#### Problems to solve
A. In the hysterectomy account, where did the writer regularly end up crying while students were in electives?
B. Transcribe the hysterectomy account word for word, everything from "What was once" down to "weeks every month.".

#### Excerpt
*** Begin section ***

Part 2: my journey -road to hysterectomy

After my surgery, I was optimistic for the first time in a long time. If my doctor has just removed all of the endometriosis cells he could find, I’d be good, right?

Well, it is true that removal of endometriosis through excision is the best way to combat that disease, but there’s always the chance of missing something, and the next five years were a steady climb up the pain ladder.

I had relief for a while–relief meaning LESS pain, not none–but it wasn’t great. My first period after surgery was one of the most painful things I’d ever felt, EVER.

In many ways, life just sort of went back to normal. I still had painful periods, and the pain lasted around 3 days or so, but within a few months, I started to also have painful ovulation. Suddenly, I was having pain two separate times a month and it was lasting a little longer each time. Now every other week, I was hurting. Sometimes it wasn’t awful, but other times, I couldn’t leave my bed.

My doctor and I decided on pain management since I’d responded well to the heavy meds I’d used since surgery. I am a responsible patient, and I follow all of the rules, so I was able to keep access to my heavy pain killers which I use judiciously.

For another 3 years I continued in that way. But as each year passed, I noticed (and so did my husband) that the pain seemed to be getting worse.

What was once 3 bad days a month had become 4 bad days twice a month. And now it was more like 6 days twice a month. And then it was like two full weeks every month.

These painful days had escalated.

I regularly ended up on the floor of my empty classroom, crying on the cold tile when my students were in electives. More than once I was wheeled away to the nurse’s office where I laid on a cot next to a sneezing seventh grader and tried to keep my crying quiet. Other days, I couldn’t get out of bed at all. The pain travels up and down my legs and back, so walking is hard. Times when I did decide to walk, I’d sometimes get so lightheaded that the 30 steps to the kitchen ended with me sitting on the floor, white as a sheet. I passed out dozens of times at home and at work because my body just couldn’t take the pain. I’d fall to my hands and knees on my way to the bathroom.

And still, I was stagnant.

Partially because this had somehow become a twisted version of NORMALCY, and in part out of pride.

See, when you have endometriosis, everyone and their dog thinks they have the right answer for you. Friends, acquaintances, and strangers would tell me how I should OBVIOUSLY have a hysterectomy already! It worked for their aunt! Their cousin had bad periods but ablation worked for her! Their grandma just had a couple of kids and poof! No more pain!

But I’m a researcher. I study.

*** End section ***

#### Dataset records
*** Begin section ***

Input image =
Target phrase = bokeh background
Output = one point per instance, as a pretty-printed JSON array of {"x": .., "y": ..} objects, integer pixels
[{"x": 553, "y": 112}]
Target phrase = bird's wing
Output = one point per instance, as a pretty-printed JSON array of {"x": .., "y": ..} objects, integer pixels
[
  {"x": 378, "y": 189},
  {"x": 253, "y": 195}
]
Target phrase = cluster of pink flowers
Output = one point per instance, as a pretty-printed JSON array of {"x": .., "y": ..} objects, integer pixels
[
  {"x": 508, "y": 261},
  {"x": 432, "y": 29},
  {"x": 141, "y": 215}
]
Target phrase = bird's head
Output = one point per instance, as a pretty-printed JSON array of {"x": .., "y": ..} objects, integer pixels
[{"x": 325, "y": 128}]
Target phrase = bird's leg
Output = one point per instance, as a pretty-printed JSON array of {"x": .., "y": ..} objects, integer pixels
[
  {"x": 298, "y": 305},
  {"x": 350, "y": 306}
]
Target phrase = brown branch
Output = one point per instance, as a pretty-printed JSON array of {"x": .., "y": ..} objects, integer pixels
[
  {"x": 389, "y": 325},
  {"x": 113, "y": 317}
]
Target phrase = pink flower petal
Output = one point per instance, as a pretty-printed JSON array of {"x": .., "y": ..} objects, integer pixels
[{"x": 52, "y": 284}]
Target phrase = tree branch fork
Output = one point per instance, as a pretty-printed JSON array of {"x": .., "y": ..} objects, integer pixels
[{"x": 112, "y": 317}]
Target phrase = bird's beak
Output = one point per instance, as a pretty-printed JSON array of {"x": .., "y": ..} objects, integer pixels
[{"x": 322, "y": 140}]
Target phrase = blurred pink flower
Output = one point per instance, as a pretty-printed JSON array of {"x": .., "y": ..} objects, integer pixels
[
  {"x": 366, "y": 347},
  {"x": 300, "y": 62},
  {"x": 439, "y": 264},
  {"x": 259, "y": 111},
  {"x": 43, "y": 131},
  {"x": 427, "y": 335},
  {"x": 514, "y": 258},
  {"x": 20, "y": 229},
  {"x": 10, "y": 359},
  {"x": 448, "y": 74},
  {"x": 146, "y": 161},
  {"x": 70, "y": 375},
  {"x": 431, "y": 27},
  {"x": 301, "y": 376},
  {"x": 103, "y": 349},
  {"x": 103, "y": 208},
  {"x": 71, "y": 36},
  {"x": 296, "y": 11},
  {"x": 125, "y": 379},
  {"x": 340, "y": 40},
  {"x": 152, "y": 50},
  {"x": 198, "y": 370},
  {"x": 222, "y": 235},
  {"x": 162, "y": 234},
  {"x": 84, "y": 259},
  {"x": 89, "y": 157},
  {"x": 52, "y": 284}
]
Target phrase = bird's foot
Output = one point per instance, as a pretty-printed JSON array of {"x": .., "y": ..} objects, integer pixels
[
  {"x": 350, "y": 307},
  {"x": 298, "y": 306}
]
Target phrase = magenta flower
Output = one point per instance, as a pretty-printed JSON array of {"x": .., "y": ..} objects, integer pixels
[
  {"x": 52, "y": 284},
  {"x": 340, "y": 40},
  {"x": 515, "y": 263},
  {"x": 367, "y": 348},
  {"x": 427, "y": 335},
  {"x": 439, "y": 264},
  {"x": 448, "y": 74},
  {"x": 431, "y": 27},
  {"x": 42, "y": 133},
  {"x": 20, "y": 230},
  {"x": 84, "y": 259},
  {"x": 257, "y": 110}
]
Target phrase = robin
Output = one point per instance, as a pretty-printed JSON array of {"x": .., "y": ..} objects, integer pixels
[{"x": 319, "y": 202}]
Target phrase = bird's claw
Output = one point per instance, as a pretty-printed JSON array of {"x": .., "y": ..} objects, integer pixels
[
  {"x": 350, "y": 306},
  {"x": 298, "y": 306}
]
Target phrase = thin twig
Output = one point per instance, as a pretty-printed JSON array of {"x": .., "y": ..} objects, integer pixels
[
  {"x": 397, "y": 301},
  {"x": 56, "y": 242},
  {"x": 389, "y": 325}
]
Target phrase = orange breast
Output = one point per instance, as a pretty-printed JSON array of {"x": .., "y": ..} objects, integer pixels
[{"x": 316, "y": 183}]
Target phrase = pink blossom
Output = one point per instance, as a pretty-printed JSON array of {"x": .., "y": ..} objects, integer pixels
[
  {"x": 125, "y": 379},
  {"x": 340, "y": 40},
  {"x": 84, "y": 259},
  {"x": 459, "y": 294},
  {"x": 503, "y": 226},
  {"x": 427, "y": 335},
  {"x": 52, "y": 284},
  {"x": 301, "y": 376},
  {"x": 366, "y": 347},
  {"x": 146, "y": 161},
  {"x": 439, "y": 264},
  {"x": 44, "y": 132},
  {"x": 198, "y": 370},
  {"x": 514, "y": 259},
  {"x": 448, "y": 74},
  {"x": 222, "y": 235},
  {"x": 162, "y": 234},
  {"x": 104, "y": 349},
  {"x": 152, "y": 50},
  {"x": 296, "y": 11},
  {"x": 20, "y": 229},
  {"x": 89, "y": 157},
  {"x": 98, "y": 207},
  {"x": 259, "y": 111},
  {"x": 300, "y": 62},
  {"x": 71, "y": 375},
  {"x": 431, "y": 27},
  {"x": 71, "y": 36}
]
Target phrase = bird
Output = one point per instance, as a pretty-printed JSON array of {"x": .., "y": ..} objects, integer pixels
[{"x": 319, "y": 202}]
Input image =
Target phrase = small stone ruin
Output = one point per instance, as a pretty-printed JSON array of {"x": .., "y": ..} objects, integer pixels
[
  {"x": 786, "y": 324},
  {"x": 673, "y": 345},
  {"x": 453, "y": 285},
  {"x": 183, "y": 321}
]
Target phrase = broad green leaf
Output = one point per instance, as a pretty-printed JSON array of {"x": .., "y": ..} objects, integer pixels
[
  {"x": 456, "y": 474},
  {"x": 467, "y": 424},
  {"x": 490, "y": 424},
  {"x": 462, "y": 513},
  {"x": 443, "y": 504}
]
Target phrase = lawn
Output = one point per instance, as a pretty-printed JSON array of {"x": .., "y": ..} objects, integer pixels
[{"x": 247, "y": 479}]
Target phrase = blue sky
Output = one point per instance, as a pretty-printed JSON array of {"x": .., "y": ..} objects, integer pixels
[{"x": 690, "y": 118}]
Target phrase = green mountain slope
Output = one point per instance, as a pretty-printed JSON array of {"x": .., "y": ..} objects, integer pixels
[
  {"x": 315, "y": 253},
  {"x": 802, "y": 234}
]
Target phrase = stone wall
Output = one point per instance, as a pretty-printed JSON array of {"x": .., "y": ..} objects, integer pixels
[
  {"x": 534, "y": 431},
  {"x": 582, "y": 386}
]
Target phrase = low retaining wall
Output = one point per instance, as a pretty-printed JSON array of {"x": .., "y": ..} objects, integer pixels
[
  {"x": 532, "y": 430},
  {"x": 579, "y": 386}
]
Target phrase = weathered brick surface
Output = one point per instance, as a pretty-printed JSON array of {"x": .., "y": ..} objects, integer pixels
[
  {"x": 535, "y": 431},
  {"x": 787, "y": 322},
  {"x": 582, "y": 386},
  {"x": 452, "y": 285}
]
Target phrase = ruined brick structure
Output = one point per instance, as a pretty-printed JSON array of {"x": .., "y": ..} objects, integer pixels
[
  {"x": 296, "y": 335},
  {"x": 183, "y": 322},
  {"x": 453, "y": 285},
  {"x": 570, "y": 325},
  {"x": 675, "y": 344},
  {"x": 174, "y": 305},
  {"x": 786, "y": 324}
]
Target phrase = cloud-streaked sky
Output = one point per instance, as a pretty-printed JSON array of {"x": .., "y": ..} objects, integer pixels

*** End section ***

#### Outputs for the tasks
A. On the cold tile floor of the empty classroom.

B.
What was once 3 bad days a month had become 4 bad days twice a month. And now it was more like 6 days twice a month. And then it was like two full weeks every month.